Data –
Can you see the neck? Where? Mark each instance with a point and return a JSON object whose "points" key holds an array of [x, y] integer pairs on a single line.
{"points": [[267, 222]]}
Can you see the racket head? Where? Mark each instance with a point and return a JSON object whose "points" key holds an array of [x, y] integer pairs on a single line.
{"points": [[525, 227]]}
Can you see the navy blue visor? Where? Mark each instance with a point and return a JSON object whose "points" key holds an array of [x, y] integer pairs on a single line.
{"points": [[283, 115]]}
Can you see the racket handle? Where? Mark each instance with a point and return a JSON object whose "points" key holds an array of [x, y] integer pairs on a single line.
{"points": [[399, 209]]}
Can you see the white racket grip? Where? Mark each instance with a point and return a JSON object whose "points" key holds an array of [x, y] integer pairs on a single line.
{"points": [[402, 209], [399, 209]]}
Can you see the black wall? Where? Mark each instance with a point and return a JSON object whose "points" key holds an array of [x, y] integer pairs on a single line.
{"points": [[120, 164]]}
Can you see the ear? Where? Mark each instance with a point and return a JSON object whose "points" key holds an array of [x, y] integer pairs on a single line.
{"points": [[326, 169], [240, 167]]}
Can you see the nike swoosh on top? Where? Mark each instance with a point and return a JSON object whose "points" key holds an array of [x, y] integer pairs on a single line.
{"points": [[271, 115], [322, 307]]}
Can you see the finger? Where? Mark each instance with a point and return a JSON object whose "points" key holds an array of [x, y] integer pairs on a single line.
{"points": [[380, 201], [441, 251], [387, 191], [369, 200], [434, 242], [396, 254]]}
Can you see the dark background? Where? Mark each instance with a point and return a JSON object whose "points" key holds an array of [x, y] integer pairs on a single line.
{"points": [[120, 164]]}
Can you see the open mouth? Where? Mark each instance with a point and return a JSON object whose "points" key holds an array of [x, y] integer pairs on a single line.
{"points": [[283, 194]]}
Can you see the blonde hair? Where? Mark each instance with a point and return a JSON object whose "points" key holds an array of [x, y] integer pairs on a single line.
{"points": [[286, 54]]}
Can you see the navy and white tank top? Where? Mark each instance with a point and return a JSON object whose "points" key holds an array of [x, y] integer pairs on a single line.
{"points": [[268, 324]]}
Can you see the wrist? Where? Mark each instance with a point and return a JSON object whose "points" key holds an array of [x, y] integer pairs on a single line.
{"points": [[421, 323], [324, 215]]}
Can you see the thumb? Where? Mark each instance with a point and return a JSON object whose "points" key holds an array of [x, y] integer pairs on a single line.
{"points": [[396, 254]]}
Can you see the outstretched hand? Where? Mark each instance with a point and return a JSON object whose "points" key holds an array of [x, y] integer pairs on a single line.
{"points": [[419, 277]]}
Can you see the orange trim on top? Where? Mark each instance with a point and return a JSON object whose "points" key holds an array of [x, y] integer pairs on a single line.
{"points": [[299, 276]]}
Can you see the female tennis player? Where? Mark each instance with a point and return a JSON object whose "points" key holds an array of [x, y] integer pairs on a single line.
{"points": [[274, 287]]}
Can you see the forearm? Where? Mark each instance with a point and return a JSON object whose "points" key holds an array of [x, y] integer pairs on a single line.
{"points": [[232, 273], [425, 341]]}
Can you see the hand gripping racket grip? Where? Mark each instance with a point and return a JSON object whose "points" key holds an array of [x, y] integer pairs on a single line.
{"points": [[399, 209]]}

The task –
The job here is to write out all the entries again exactly.

Result of this exercise –
Can you see the neck? Where? Mark each instance with a point and return a JSON object whose "points" key holds an array of [x, y] integer pairs on a single line.
{"points": [[267, 222]]}
Can you see the racket head? Where? Mark each instance with a point and return a JSON object whose "points" key holds an array of [x, y] integer pairs on a single line.
{"points": [[525, 227]]}
Can you see the navy blue visor? Where? Mark each instance with a point and return a JSON object whose "points" key holds an array of [x, y] integer pairs on a single line.
{"points": [[283, 115]]}
Can you see the racket handle? Where? Mark each instance with a point and return a JSON object whose "points" key holds an array of [x, y] integer pairs on a single line.
{"points": [[399, 209]]}
Can you see the white racket grip? Where? Mark each instance with a point and return a JSON object whose "points" key holds an array of [x, y] integer pairs on a single line.
{"points": [[402, 209], [399, 209]]}
Can you see the black wall? Where? Mark each instance with a point and return a JSON object whose "points" key holds an array of [x, y] integer pairs on a single line.
{"points": [[120, 164]]}
Can you see the ear? Where? Mark each instance with a point and return a JSON object whose "points" key holds an array of [x, y] integer pairs on a single line.
{"points": [[326, 169], [240, 167]]}
Can you see the nike swoosh on top? Where? Mark each instance with a point and return a JSON object whose "points" key holds an array of [x, y] integer pairs on a single line.
{"points": [[271, 115], [322, 307]]}
Can you see the finger? Where? Mark each instance with a point and return a JSON object whose "points" key holds an array of [x, y] integer pairs on a single line.
{"points": [[380, 201], [441, 251], [387, 191], [369, 200], [434, 242], [396, 254]]}
Can you see the dark background? Where? Mark each instance with a point and return a JSON object whose "points" key holds an array of [x, y] integer pairs on a single line.
{"points": [[120, 164]]}
Can you see the open mouth? Where? Mark each instance with a point and return a JSON object whose "points" key holds an array of [x, y] integer pairs on a single line.
{"points": [[283, 194]]}
Can you see the blonde hair? Where? Mark each instance with a point and return a JSON object whose "points" key holds an array of [x, y] integer pairs on a single line.
{"points": [[286, 54]]}
Can you see the navy and white tank top? Where? Mark each instance with a point and return a JSON object whose "points" key holds an array of [x, y] integer pairs on a single line.
{"points": [[268, 324]]}
Can you see the wrist? Where? Mark each instance with a point and return a JSON object whose "points" key holds an array of [x, y] integer pairs on a single line.
{"points": [[421, 323], [324, 215]]}
Can you see the thumb? Where? Mark each instance with a point and return a JSON object whose "points" key holds an array of [x, y] integer pairs on a single line.
{"points": [[396, 254]]}
Can you see the outstretched hand? Where? Mark each instance with a point and return a JSON object whose "points" key holds an array of [x, y] integer pairs on a single line.
{"points": [[419, 277]]}
Can you see the orange trim on top? Where? Mark each instance with a point and return a JSON object whose "points" key holds an array of [x, y] integer pairs on a single line.
{"points": [[299, 276]]}
Can you see the female tennis player? Where? Mark each instance with a point and return a JSON object whose "points" key holds an array of [x, y] integer pairs on a single line.
{"points": [[274, 287]]}
Can you see the forearm? Where? Mark each instance with a point and return a JSON object whose "points" key holds an array of [x, y] integer pairs on a single line.
{"points": [[232, 273], [425, 341]]}
Can you see the hand gripping racket grip? Where? Mark each instance with a point and return a JSON object whose "points" key holds an array of [x, y] integer pairs on a single line.
{"points": [[399, 209]]}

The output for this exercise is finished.